/---

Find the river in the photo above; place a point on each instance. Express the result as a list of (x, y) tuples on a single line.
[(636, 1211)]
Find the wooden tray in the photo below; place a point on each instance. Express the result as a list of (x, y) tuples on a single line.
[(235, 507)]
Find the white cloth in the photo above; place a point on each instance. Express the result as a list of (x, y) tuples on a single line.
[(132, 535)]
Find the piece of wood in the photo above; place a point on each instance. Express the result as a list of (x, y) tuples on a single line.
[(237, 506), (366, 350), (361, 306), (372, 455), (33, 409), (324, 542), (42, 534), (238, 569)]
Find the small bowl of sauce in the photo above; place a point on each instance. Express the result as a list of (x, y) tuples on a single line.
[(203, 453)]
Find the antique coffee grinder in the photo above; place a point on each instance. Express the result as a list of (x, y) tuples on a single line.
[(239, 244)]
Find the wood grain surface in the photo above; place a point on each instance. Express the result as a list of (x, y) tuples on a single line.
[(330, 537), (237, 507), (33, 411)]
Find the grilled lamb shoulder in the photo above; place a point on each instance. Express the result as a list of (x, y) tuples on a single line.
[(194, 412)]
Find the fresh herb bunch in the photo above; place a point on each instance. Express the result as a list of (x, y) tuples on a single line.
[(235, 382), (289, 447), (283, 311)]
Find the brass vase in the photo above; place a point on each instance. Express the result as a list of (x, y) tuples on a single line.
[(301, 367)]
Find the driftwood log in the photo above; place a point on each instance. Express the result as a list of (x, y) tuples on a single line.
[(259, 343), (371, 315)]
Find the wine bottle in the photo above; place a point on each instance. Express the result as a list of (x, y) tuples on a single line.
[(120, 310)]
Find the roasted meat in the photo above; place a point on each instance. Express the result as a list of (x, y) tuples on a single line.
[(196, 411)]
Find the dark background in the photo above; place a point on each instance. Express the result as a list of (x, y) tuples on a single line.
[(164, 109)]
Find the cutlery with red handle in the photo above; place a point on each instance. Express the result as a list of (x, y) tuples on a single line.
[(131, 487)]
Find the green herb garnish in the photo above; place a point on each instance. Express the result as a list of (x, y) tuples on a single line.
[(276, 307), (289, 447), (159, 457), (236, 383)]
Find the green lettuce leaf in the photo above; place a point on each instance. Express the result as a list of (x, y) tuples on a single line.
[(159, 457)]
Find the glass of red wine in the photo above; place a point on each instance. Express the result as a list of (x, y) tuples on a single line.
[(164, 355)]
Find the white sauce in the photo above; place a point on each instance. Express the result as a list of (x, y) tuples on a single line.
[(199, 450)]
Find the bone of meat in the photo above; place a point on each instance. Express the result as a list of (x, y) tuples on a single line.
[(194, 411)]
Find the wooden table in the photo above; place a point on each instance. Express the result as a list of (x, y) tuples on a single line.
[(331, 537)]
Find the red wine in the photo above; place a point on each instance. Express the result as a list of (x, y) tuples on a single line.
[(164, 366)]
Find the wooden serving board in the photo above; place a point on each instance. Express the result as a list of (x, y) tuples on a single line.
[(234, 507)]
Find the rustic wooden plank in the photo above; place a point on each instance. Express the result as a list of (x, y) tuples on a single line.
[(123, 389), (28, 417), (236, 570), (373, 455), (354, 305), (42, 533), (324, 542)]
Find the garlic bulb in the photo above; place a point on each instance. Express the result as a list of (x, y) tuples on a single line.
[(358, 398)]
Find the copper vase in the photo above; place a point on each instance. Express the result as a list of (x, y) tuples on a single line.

\---

**What the task asks**
Copy out all of the records above verbatim, preserving each line as it appears.

**Written response**
Find the river in the photo above; place a point on each instance. Express the result as a list of (x, y) tuples on a single line.
[(636, 1211)]
Find the wooden tray in the photo below; place a point on each instance. Express the result as a list of (x, y) tuples on a single line.
[(235, 507)]
Find the white cloth in the photo above; place a point on each instance. Express the result as a list of (x, y) tuples on a single line.
[(132, 535)]
Find the piece of wood in the photo above; place a point on each instance. Express the result as a list of (x, y) tuples on a single line.
[(237, 506), (366, 350), (361, 306), (372, 455), (33, 409), (324, 542), (42, 534), (238, 569)]
Find the small bowl of sauce in the photo above; place a point on each instance. Express the result as a list of (x, y) tuples on a single line.
[(203, 453)]
Find the antique coffee grinder in the photo above; place a point on each instance. Express the result as a list of (x, y) tuples on a single line.
[(239, 244)]
Find the wood grain surface in the photo above; place a point on each instance. Express the result as a list of (x, y) tuples on a single line.
[(330, 537), (237, 507), (33, 411)]
Find the grilled lamb shoulder in the photo above; place a point on each instance. Express the result as a list of (x, y) tuples on a single line.
[(194, 412)]
Find the fresh herb bunch in the photo above; place a point on each instance. Express the result as a list of (x, y) tuples on a single line.
[(235, 382), (289, 447), (283, 311)]
Find the brass vase in the photo above; place a point on each instance. Express the result as a list of (x, y) tuples on a single line.
[(301, 367)]
Find the driftwood log in the photo above; place a point on each instance. Express the result as a list of (x, y) tuples on a single line.
[(259, 343), (371, 315)]
Find the wine bottle in the photo above; place a point on each instance. Express the result as a list of (x, y) tuples on a single line.
[(120, 310)]
Find the roasted meat in the photo above; place a point on each instance. Express the result as a list of (x, y) tuples on a single line.
[(196, 411)]
Find the dark background in the photo above; place a point on each instance. Express the result as a list of (x, y) tuples on a single line.
[(164, 109)]
Find the cutlery with red handle in the photo above; place a point on each instance. Express the result as a list of (x, y) tuples on a single line.
[(131, 487)]
Find the green herb garnish in the photo above; place a point on each instance. Express the result as a list of (x, y) tuples on a single line.
[(276, 307), (289, 447), (159, 457), (236, 383)]
Find the green lettuce leaf in the photo above; place a point on each instance. Express the result as a list of (x, y) tuples on a single line.
[(159, 457)]
Find the glass of red wine in the photo above; place a point on each instance. Express the result as a list of (x, y) tuples on a single line.
[(164, 355)]
Find the white sauce in the photo above; place a point on each instance. Express the result as a list of (x, y) tuples on a single line.
[(199, 450)]
Find the bone of meat in the photo above; place a point on each instance. Express the result as a list of (x, y) tuples on a single line.
[(194, 411)]
Find the wooden table in the photo above; place a point on each instance. Express the result as a list of (x, y) tuples on a single line.
[(331, 537)]
Find the red wine in the photo above; place a point on each instance. Express the result as a list of (x, y) tuples on a single line.
[(164, 366)]
Find the wooden serving board in the photo above; place a point on each instance. Express the result as a list of (x, y) tuples on a single line.
[(234, 507)]
Find the rustic wooden plank in the photo above; place a point on each instance. Express the result as a list of (x, y) tuples on a single line.
[(123, 389), (28, 417), (236, 570), (373, 455), (354, 305), (42, 533), (324, 542)]
Find the garlic bulb in the photo above; place a point on each instance. Express the result as a list of (x, y) tuples on a single line.
[(358, 398)]
Find the copper vase in the photo above; place a point on each instance. Express the result as a list of (x, y) tuples on a single line.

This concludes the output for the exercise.